### Data ###
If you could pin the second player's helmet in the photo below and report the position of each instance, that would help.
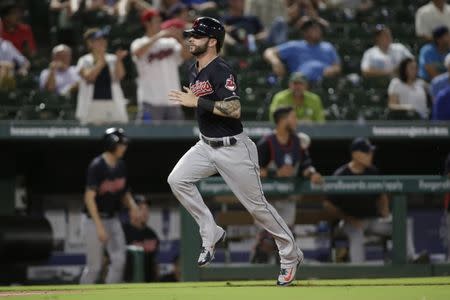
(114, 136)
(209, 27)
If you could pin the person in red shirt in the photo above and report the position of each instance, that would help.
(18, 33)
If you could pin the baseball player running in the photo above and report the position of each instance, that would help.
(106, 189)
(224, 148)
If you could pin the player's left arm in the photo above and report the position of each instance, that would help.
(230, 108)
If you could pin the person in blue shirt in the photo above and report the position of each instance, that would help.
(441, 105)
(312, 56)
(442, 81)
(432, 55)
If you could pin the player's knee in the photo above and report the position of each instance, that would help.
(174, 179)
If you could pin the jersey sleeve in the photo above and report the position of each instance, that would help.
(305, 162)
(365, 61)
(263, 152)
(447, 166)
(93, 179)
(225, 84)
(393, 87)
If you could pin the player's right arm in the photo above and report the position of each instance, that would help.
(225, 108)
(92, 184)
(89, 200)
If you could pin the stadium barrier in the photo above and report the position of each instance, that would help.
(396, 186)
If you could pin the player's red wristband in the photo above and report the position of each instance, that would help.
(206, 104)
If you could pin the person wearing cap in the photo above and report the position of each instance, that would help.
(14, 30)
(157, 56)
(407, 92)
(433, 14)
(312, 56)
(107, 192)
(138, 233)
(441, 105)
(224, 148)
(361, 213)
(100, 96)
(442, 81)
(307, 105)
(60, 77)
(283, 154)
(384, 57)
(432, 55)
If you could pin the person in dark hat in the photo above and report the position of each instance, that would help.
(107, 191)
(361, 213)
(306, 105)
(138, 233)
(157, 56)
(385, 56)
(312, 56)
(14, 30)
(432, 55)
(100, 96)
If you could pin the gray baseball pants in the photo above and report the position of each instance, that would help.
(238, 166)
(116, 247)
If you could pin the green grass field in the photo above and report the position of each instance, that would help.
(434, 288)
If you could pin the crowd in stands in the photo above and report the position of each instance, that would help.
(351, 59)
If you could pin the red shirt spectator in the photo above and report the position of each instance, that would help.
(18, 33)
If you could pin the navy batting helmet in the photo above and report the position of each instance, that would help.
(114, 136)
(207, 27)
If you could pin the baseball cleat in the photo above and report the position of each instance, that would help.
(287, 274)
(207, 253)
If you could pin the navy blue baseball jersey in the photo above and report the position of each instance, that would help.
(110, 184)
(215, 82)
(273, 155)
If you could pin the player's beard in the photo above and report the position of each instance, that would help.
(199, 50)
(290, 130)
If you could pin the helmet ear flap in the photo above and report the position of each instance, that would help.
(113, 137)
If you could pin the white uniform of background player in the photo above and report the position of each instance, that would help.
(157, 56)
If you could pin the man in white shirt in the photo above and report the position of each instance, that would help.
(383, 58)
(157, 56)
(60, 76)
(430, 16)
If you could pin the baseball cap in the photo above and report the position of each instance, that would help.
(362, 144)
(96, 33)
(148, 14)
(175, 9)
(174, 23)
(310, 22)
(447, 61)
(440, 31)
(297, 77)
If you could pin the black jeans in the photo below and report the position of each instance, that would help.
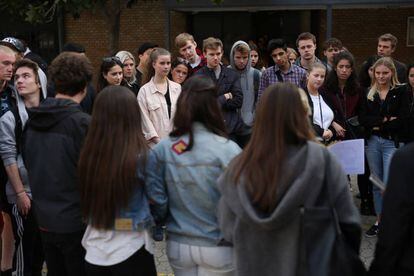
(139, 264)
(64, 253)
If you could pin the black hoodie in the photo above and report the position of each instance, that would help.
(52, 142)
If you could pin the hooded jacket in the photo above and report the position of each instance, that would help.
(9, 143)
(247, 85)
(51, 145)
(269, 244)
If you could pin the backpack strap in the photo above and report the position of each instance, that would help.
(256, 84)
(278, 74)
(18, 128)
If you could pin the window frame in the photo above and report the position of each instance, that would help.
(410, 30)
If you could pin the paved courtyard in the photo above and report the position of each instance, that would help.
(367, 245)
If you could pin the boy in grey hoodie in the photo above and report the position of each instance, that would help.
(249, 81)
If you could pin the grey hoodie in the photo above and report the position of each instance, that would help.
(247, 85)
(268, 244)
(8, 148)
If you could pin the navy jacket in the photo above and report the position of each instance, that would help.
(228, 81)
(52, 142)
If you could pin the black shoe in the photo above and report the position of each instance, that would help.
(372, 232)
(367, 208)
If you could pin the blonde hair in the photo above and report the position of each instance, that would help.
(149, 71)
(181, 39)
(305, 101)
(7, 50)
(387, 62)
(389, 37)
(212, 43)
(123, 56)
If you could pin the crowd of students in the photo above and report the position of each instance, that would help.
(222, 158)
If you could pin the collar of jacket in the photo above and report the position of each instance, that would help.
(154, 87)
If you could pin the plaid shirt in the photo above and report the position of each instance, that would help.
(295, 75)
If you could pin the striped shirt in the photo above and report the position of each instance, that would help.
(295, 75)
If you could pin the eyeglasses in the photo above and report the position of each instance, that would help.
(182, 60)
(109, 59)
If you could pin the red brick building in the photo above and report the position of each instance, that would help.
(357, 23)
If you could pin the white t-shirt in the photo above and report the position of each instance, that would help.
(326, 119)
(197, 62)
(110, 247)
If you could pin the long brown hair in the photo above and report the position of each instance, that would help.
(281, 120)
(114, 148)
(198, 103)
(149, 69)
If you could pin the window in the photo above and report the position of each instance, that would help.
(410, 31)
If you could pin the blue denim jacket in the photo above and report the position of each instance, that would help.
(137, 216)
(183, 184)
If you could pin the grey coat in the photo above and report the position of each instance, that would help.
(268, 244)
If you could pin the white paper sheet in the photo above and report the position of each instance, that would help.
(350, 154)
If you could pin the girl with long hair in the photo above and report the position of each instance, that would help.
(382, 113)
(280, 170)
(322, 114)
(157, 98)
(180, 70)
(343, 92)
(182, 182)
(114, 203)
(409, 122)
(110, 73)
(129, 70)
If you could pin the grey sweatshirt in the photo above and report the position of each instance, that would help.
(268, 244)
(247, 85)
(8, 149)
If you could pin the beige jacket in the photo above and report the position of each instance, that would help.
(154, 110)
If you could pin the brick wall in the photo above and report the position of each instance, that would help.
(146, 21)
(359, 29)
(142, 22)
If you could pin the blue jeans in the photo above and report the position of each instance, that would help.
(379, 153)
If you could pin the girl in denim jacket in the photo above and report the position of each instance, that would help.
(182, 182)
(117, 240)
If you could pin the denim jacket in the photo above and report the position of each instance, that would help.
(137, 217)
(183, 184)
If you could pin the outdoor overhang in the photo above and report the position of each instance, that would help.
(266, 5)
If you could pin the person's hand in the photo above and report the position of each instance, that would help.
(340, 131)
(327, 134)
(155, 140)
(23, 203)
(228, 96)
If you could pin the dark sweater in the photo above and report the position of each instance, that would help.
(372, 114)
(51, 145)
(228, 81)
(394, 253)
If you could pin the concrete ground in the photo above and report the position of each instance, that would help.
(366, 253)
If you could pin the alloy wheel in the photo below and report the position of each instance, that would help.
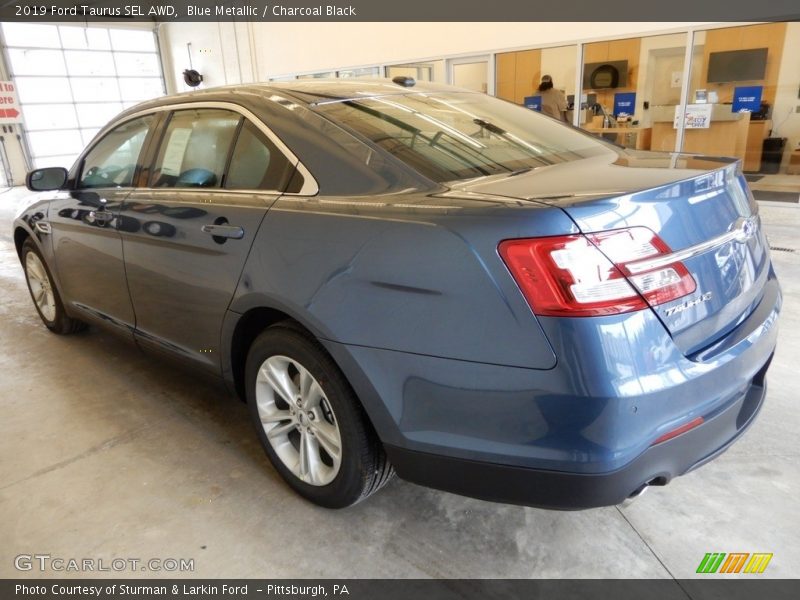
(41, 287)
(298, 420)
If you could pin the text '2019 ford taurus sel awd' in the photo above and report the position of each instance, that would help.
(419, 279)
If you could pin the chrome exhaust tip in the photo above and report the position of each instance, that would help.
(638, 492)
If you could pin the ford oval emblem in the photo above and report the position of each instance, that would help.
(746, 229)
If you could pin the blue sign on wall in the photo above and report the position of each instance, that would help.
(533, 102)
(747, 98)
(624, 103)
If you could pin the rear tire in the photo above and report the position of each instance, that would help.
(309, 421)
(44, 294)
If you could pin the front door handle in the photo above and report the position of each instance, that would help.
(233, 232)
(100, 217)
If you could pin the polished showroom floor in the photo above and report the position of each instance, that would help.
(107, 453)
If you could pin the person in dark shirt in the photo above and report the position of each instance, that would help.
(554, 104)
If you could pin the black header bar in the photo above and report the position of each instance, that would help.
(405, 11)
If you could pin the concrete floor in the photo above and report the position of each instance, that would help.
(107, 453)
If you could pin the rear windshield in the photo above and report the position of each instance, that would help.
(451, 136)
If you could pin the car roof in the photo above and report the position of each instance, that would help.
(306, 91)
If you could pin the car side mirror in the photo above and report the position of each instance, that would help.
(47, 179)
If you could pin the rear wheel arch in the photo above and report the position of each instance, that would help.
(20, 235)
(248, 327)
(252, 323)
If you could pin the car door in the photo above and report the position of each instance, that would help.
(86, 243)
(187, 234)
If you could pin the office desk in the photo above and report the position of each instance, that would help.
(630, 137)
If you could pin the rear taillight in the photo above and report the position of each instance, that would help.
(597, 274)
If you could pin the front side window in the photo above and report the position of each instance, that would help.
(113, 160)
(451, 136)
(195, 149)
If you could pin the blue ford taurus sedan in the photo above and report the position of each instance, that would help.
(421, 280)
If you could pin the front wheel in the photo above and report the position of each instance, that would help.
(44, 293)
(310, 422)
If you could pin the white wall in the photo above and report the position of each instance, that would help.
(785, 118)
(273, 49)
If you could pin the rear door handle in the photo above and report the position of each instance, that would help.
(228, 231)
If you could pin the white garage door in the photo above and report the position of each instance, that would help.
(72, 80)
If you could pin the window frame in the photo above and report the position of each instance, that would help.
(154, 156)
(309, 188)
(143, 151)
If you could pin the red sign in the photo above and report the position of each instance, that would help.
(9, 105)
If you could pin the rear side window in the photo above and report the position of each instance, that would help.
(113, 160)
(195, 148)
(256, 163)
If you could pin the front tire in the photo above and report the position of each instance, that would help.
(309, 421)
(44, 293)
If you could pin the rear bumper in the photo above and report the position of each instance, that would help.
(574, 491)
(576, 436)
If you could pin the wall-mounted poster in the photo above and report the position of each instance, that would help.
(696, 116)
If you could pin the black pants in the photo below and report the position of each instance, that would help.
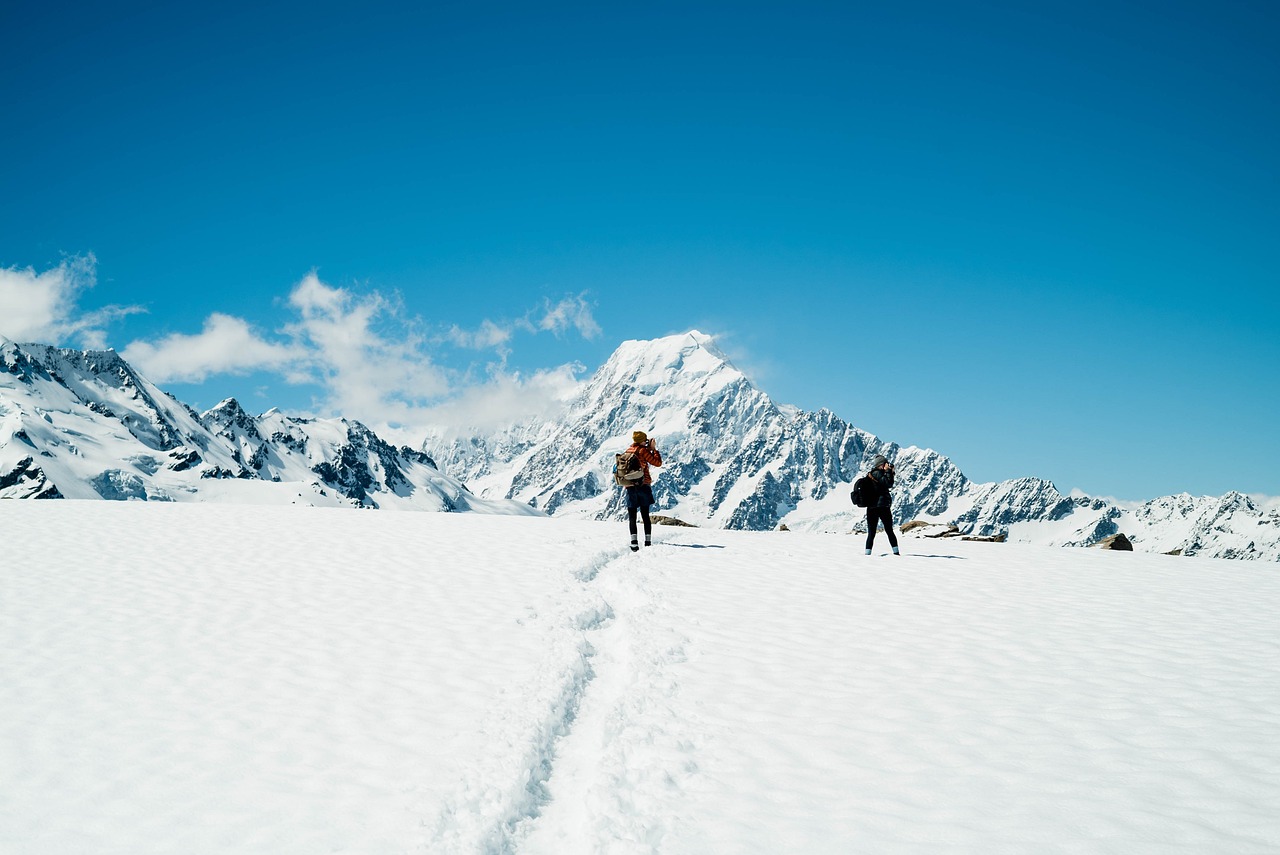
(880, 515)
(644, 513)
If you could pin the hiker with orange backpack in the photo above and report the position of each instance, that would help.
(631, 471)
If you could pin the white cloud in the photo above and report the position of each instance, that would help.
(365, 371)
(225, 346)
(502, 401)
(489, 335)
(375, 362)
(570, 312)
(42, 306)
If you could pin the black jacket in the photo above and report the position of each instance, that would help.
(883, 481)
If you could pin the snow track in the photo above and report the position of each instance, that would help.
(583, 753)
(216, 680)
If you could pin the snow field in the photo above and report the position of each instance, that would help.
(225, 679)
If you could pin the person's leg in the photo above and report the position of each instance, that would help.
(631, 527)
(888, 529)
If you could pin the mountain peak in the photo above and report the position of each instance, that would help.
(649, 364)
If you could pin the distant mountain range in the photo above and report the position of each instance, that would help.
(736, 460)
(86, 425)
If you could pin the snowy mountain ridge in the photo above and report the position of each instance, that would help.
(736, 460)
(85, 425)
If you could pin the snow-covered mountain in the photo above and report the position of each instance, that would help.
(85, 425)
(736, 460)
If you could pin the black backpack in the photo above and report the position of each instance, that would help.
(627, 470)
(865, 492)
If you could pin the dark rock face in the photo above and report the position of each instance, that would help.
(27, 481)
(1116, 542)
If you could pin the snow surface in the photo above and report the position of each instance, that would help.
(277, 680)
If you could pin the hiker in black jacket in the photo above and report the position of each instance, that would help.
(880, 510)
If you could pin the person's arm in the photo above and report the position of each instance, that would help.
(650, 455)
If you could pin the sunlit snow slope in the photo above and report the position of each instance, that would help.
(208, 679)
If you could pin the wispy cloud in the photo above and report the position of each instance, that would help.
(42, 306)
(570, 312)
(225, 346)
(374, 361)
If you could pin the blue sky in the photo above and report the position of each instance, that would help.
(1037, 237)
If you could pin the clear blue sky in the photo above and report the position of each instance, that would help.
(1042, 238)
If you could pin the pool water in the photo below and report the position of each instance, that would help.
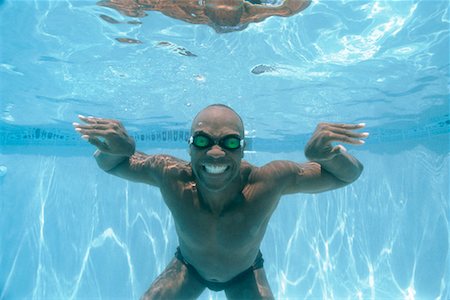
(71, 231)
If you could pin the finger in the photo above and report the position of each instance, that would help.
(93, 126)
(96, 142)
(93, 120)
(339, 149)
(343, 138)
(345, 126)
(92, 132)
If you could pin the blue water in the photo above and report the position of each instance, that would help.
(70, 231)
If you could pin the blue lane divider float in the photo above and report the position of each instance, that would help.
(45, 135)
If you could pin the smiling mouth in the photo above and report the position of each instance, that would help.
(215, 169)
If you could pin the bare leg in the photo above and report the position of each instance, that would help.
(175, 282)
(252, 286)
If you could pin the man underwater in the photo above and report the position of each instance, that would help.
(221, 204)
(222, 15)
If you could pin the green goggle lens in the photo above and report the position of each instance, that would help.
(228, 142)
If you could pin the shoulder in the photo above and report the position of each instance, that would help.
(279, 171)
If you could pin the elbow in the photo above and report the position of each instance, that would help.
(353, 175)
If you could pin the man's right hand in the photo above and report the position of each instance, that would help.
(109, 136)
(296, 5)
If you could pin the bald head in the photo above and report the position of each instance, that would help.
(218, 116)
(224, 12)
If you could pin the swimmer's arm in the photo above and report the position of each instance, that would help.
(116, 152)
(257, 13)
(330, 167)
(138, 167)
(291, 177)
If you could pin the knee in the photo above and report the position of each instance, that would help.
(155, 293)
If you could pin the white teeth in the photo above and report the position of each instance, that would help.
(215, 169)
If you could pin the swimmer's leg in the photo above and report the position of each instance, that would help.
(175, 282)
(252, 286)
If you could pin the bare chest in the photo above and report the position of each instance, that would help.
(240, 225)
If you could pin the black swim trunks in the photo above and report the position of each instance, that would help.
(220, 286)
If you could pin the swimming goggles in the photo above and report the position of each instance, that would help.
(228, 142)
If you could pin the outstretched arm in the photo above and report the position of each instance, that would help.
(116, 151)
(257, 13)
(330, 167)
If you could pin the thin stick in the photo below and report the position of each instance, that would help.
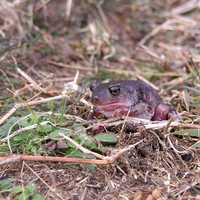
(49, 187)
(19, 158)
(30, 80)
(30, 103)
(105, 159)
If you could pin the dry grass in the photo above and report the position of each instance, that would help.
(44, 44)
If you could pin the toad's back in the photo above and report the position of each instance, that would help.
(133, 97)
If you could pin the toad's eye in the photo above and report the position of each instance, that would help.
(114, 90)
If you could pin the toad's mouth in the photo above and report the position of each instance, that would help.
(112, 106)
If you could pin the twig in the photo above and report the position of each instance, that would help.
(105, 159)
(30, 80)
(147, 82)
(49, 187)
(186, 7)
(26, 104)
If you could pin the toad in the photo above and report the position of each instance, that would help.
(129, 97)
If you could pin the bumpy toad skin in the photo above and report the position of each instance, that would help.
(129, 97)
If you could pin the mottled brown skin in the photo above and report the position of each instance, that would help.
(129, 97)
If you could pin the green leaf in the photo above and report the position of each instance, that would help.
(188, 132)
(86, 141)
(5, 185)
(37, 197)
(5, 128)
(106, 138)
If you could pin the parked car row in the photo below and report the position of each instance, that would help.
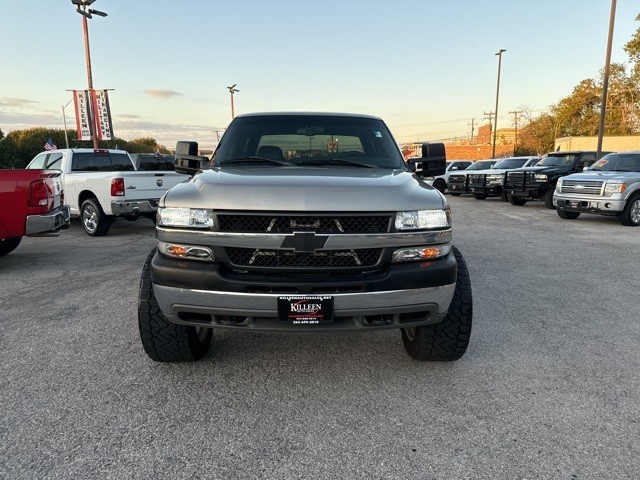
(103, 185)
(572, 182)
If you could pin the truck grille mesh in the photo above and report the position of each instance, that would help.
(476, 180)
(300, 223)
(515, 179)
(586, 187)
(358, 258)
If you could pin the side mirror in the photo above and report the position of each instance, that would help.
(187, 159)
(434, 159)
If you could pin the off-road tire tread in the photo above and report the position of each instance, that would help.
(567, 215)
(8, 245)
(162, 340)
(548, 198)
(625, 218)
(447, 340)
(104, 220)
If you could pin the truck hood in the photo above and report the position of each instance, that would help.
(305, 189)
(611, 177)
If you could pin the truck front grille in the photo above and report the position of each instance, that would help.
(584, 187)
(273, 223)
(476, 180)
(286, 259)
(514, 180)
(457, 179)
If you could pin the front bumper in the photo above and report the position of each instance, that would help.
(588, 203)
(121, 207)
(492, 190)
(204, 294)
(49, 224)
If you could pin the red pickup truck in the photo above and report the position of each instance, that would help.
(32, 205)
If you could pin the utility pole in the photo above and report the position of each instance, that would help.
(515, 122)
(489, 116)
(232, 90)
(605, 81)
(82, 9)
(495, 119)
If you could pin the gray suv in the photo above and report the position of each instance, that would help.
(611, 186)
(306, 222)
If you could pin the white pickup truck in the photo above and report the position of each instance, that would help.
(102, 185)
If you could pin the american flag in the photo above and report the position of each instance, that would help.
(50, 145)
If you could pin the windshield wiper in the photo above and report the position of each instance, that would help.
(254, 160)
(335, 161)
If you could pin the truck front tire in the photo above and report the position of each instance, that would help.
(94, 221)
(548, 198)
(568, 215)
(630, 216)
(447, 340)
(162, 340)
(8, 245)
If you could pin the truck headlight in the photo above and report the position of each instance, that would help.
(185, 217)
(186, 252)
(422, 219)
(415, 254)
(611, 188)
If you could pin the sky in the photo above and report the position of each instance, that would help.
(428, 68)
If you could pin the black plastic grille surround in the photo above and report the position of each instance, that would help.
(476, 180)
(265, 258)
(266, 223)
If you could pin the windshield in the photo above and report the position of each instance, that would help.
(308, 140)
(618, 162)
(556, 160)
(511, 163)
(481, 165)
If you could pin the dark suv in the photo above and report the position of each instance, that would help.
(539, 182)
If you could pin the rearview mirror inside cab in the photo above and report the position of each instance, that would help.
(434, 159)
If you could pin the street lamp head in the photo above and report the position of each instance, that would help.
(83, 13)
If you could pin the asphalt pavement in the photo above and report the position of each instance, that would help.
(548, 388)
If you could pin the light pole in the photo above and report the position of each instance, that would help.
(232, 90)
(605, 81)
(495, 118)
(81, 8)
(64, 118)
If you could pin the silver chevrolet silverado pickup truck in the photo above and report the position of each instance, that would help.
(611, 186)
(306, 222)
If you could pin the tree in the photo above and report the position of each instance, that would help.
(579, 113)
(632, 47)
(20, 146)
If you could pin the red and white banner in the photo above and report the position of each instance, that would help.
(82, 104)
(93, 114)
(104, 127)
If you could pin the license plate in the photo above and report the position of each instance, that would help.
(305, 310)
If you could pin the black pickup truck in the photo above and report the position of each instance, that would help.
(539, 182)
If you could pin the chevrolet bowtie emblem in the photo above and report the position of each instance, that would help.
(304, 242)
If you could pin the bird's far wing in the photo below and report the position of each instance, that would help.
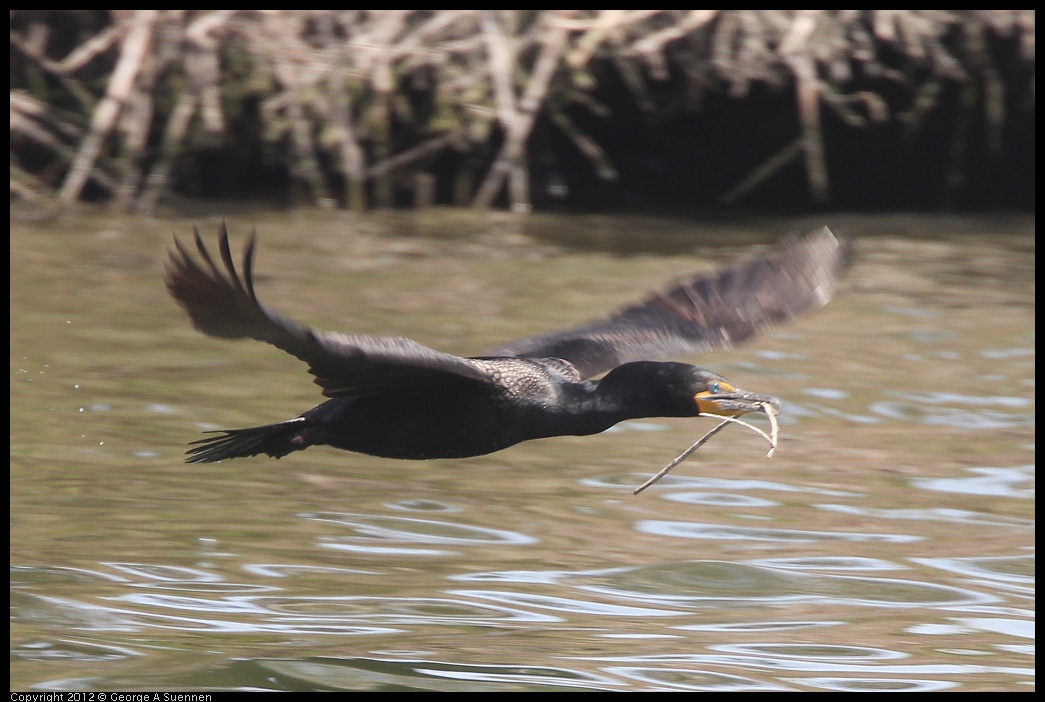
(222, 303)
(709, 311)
###
### Problem description
Drop the pictures, then write out only the lines running from the one containing "If you could pin the sky" through the last line above, both included, exactly.

### Worked solution
If you could pin the sky in the photo above and report the position of each instance, that would help.
(428, 68)
If you could pin the black plastic grille surround in the photo above and report the position of each instance, that would help.
(476, 180)
(265, 258)
(266, 223)
If you could pin the windshield in the photo above and report the position of each instance, that would help.
(308, 140)
(618, 162)
(556, 160)
(511, 163)
(481, 165)
If you could pin the dark suv in the photo above and report the position of each instance, that would help.
(539, 182)
If you could pin the rearview mirror inside cab in the photo above and report the position of each instance, that would help.
(434, 159)
If you could pin the street lamp head in the photo above and report the position of each instance, that would help.
(83, 13)
If you could pin the asphalt pavement in the photo above and report the position of each instance, that would help.
(548, 388)
If you could pin the light pole in the photo above and report the position of each instance, that would help.
(232, 90)
(605, 81)
(495, 118)
(81, 8)
(64, 118)
If you could pin the silver chevrolet silverado pickup truck in the photo above and report the position of each instance, that would help.
(611, 186)
(306, 222)
If you could pin the tree in the photo above and report the position of each instance, that would help.
(579, 113)
(632, 47)
(20, 146)
If you could pin the red and white banner in the photo above and report the position of each instance, that would help.
(82, 104)
(93, 114)
(104, 127)
If you could pin the license plate in the photo above and report the position of each instance, that would help.
(305, 310)
If you could pin the black pickup truck in the photo above and report the position of each instance, that would help.
(539, 182)
If you could pin the chevrolet bowtie emblem in the photo above and report the position of each instance, that would help.
(304, 242)
If you could pin the bird's far wing in the photo below and report the position of each instance, that would help.
(222, 303)
(709, 311)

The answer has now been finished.